(Point annotation dataset records)
──────────

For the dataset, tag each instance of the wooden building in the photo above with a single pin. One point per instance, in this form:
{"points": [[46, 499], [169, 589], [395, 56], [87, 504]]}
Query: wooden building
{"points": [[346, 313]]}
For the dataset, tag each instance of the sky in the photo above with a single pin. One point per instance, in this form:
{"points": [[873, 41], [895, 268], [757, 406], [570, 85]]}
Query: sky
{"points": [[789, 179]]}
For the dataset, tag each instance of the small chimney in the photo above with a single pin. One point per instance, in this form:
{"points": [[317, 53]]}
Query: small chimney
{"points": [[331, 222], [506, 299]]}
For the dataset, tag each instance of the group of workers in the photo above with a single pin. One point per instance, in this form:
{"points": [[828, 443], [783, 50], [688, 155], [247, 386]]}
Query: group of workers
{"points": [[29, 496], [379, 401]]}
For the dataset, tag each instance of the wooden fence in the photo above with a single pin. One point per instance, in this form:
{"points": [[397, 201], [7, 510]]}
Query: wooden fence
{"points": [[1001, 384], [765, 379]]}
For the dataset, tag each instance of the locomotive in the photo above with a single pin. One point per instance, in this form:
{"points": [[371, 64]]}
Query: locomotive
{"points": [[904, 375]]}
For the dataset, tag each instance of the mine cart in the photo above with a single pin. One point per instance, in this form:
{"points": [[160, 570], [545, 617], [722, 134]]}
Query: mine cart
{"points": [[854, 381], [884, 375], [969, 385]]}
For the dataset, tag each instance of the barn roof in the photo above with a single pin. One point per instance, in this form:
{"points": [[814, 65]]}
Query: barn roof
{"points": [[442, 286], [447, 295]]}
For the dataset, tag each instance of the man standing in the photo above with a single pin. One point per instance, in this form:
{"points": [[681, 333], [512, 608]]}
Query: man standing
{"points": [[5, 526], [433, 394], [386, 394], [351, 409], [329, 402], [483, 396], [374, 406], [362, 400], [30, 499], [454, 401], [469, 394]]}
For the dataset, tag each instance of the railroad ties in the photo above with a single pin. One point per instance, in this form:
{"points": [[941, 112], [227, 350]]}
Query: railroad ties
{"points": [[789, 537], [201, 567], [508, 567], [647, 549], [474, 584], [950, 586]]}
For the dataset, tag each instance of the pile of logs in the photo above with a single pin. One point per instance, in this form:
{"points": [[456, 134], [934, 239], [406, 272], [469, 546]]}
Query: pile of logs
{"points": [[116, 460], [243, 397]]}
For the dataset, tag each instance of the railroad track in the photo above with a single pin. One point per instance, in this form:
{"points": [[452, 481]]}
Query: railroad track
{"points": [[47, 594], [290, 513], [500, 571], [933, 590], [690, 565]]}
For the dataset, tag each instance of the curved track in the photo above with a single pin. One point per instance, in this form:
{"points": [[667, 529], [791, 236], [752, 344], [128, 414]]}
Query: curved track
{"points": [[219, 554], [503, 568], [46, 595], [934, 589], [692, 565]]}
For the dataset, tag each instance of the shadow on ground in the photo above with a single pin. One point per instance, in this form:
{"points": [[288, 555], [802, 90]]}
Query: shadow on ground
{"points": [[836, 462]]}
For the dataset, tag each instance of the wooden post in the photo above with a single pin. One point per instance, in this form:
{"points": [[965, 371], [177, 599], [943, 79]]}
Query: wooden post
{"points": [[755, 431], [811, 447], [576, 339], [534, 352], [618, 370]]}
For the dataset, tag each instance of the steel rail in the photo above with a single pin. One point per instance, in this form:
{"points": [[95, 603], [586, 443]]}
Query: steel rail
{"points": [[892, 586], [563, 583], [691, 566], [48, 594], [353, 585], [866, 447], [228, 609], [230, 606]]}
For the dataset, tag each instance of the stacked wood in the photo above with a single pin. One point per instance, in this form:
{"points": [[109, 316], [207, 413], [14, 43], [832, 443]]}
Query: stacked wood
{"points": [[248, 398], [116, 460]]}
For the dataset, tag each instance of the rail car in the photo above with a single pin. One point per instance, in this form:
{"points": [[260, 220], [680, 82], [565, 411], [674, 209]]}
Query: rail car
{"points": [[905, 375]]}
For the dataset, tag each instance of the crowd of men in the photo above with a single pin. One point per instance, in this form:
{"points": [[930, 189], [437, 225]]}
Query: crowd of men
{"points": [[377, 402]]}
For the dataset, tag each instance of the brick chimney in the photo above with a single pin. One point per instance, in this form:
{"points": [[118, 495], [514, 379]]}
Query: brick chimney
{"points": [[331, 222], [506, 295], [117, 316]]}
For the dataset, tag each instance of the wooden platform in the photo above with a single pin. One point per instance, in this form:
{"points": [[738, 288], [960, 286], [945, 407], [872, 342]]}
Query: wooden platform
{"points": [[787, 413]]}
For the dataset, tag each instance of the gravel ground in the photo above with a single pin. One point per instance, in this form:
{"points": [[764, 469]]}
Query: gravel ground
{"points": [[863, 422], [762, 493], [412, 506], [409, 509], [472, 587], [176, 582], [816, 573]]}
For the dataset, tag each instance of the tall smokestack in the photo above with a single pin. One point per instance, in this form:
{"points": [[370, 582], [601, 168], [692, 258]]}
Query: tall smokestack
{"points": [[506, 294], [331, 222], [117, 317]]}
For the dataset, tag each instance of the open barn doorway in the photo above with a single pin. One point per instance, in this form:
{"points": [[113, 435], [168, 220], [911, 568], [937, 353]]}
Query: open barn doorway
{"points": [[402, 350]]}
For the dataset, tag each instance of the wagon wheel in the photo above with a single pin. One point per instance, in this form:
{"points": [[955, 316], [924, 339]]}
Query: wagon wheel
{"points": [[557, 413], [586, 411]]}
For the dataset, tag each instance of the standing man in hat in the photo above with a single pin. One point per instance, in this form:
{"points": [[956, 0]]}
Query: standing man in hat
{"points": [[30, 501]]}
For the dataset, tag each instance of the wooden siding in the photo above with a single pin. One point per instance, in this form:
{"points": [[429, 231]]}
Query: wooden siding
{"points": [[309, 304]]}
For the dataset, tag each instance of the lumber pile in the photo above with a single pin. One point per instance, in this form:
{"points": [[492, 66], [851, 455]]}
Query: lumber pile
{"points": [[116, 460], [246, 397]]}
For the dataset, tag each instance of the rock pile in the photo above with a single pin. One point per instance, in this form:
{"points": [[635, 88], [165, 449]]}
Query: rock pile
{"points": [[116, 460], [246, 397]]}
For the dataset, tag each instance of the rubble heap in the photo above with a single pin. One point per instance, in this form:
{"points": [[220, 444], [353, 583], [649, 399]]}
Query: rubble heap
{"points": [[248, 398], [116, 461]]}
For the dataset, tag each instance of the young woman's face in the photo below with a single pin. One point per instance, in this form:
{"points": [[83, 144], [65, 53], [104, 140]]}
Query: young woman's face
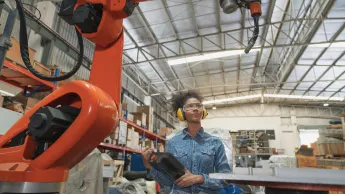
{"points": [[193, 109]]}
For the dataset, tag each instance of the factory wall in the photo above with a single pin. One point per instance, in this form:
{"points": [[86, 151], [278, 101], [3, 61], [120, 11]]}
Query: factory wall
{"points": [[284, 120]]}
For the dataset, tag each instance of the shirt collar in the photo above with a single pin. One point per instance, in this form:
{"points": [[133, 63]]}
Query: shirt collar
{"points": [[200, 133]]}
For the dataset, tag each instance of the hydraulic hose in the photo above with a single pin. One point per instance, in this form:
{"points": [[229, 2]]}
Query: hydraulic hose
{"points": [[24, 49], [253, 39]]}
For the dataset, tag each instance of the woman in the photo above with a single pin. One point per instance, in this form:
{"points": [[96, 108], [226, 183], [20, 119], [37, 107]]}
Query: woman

──────────

**WHAT YOU SHOULD DO:** Copy out all of the data above word for word, leaving the pictures out of your reply.

**SOLUTION BELOW:**
For the dataset, tag each instance of the wooden building in the photo above with a single pin. One point per instance, in this form:
{"points": [[46, 499], [169, 589], [395, 56], [87, 504]]}
Query: wooden building
{"points": [[346, 313]]}
For the dataset, tag each instance of the sky in the photo above with a single pin. One point per instance, in this form:
{"points": [[873, 41], [895, 268], [757, 406], [570, 85]]}
Query: sky
{"points": [[789, 179]]}
For the dataset, tag each instance of the small chimney in the photo above with a single pin. One point per instance, in this form:
{"points": [[317, 53]]}
Query: small chimney
{"points": [[331, 222], [506, 299]]}
For the dataset, tag each instance of the group of workers in the photo above with a single pin. One point per instance, in this form:
{"points": [[828, 443], [783, 50], [688, 155], [247, 386]]}
Query: group of workers
{"points": [[29, 496], [379, 401]]}
For the dataset, tag each instance of the wooden fence in the photo above with a single pin. One point per instance, in this form:
{"points": [[397, 201], [7, 510]]}
Query: wooden fence
{"points": [[1001, 384], [765, 379]]}
For the dataset, tag each instance of the locomotive in the photo above with a single pin. One point per instance, in this form:
{"points": [[371, 64]]}
Query: locomotive
{"points": [[904, 375]]}
For the dataset, tag each instance of the mine cart in the photo above with a single pin. One point per instance, in this form:
{"points": [[160, 570], [545, 617], [722, 134]]}
Query: mine cart
{"points": [[854, 381], [884, 375], [969, 385]]}
For the dataset, tag each instance of the barn roof in the photo above with a single pin. One point per instance, in this form:
{"points": [[814, 65]]}
Query: barn roof
{"points": [[442, 286], [447, 295]]}
For the dataset, tag each instance of the man standing in the photo above with a single pin. One point per instance, in this form:
{"points": [[681, 333], [512, 608]]}
Query: man standing
{"points": [[5, 526], [433, 394], [386, 394], [351, 409], [329, 402], [483, 396], [374, 406], [362, 400], [30, 499], [454, 401], [469, 394]]}
For the dataset, tag each instance of the railroad ties in the photo above with a single pin. One point per instance, in this form:
{"points": [[941, 112], [227, 350]]}
Query: railroad ties
{"points": [[789, 537], [201, 567], [508, 567], [647, 549], [474, 584], [950, 586]]}
For the dataset, tag each instance of the pile of logs in the photo above with a single pin. One point per instance, in this form:
{"points": [[456, 134], [934, 239], [406, 272], [469, 546]]}
Query: pile of logs
{"points": [[116, 460], [243, 397]]}
For the dataset, tag each instance of the railroad track in the photo above with a single pin. One point per instance, in this form:
{"points": [[452, 481]]}
Query: railroad track
{"points": [[47, 594], [290, 513], [500, 571], [933, 590], [690, 565]]}
For the dataset, tag each instance of the curved track in the photo above with a single pin. One point per instance, in this form:
{"points": [[667, 529], [791, 236], [752, 344], [128, 414]]}
Query: curved track
{"points": [[219, 554], [503, 568], [46, 595], [934, 589], [692, 565]]}
For the dataset, tag each instance of the shadow on ground in the photo above with a single pin. One point per instance, in this form:
{"points": [[288, 555], [802, 90]]}
Query: shadow on ground
{"points": [[836, 462]]}
For the dataset, tag each instance of the wooden post in the photo above with a single pin. One point per instance, in this form:
{"points": [[965, 371], [177, 599], [943, 79]]}
Query: wooden post
{"points": [[755, 431], [811, 447], [576, 339], [534, 352], [618, 370]]}
For the dataset, tag each instance of the steel rail in the photo above with a single pin. One point per instance, in this form:
{"points": [[95, 603], [586, 443]]}
Query: steel rail
{"points": [[892, 586], [563, 583], [691, 566], [48, 594], [353, 585], [866, 447], [228, 609], [230, 606]]}
For the dataset, tag each instance of the stacked wood in the photo above with a single pin. One point per instance, in this form:
{"points": [[109, 316], [207, 413], [14, 43], [832, 443]]}
Query: stacked wood
{"points": [[248, 398], [116, 460]]}
For the dataset, tag each instance of the rail car in the photo above with a single pin. One point per instance, in this form:
{"points": [[260, 220], [680, 82], [565, 411], [674, 209]]}
Query: rail car
{"points": [[905, 375]]}
For the dataset, tag each instance of the crowd of men in the photo above with a single pin. One point per instance, in this form:
{"points": [[930, 189], [437, 225]]}
Query: crowd of men
{"points": [[377, 402]]}
For the dataset, tag each instance of the brick chimney in the photo above with a single pin. One point per instance, in this form:
{"points": [[118, 495], [514, 379]]}
Query: brick chimney
{"points": [[331, 222], [506, 295], [117, 316]]}
For the dataset, tag each instance of the wooden platform in the photo above with a single pin. One point per instance, in this form:
{"points": [[738, 288], [960, 286], [945, 407], [872, 342]]}
Query: wooden platform
{"points": [[787, 413]]}
For the dataset, tag each instance of the gravel ground in the photo above with a single pin. One point per instance, in this form:
{"points": [[764, 469]]}
Query: gravel ground
{"points": [[863, 422], [762, 493], [412, 506], [409, 509], [472, 587], [176, 582], [816, 573]]}
For the dataset, tag each instance of the tall smokestack in the photo above with a single pin. One point per instance, in this form:
{"points": [[370, 582], [601, 168], [692, 258]]}
Query: tall smokestack
{"points": [[506, 294], [331, 222], [117, 317]]}
For the dataset, tag each instance of the open barn doorway in the photo above with a single pin. One point per instance, in this form:
{"points": [[113, 435], [168, 220], [911, 568], [937, 353]]}
Query: open barn doorway
{"points": [[402, 350]]}
For the dataset, tag each instance of the wagon wheel in the photo above with a single pin. One point per instance, in this form:
{"points": [[955, 316], [924, 339]]}
Query: wagon wheel
{"points": [[557, 413], [586, 411]]}
For the dataset, tag each instance of the standing man in hat in the photo above with a single pin. One point per instance, in this form:
{"points": [[956, 0]]}
Query: standing man in hat
{"points": [[30, 501]]}
For the dataset, tag each instance of the wooden siding in the photo above with a single pin. One point per instance, in this form:
{"points": [[429, 231]]}
Query: wooden siding
{"points": [[309, 304]]}
For the dataset, tag each instance of the lumber pile in the photo above with a single pin. One point per instance, in this form:
{"points": [[492, 66], [851, 455]]}
Query: lumber pile
{"points": [[116, 460], [246, 397]]}
For the dataset, tag each instance of the rock pile in the photo above with a single pin. One point per instance, in this form:
{"points": [[635, 88], [165, 449]]}
Query: rock pile
{"points": [[116, 460], [246, 397]]}
For the dataset, tag each instance of the rubble heap in the photo above with a single pin. One point per instance, in this form:
{"points": [[220, 444], [353, 583], [649, 399]]}
Query: rubble heap
{"points": [[248, 398], [116, 461]]}
For the dataset, tag each instance of the young woman's face in the photo below with a single pin. One point per instance, in this form:
{"points": [[83, 144], [65, 53], [104, 140]]}
Query: young woman's face
{"points": [[193, 109]]}
For the dataset, tag each instance of the factory wall in the photo above with a single pin. One point per instance, in this form:
{"points": [[86, 151], [278, 101], [3, 61], [120, 11]]}
Query: factory wall
{"points": [[284, 120]]}
For the dataset, tag each instance of the shirt collar in the photo above with a single pin. One point per instance, in this form:
{"points": [[133, 63]]}
Query: shirt collar
{"points": [[200, 133]]}
For the dataset, tag each instance of the hydraulic hose in the photo above with a single pin. One point per instance, in this form:
{"points": [[229, 2]]}
Query: hydraulic hose
{"points": [[24, 49], [253, 39]]}
For the dataset, tag each instance of the woman in the photo above with a single pin. One point per instance, in this form:
{"points": [[96, 108], [226, 183], [20, 119], [37, 107]]}
Query: woman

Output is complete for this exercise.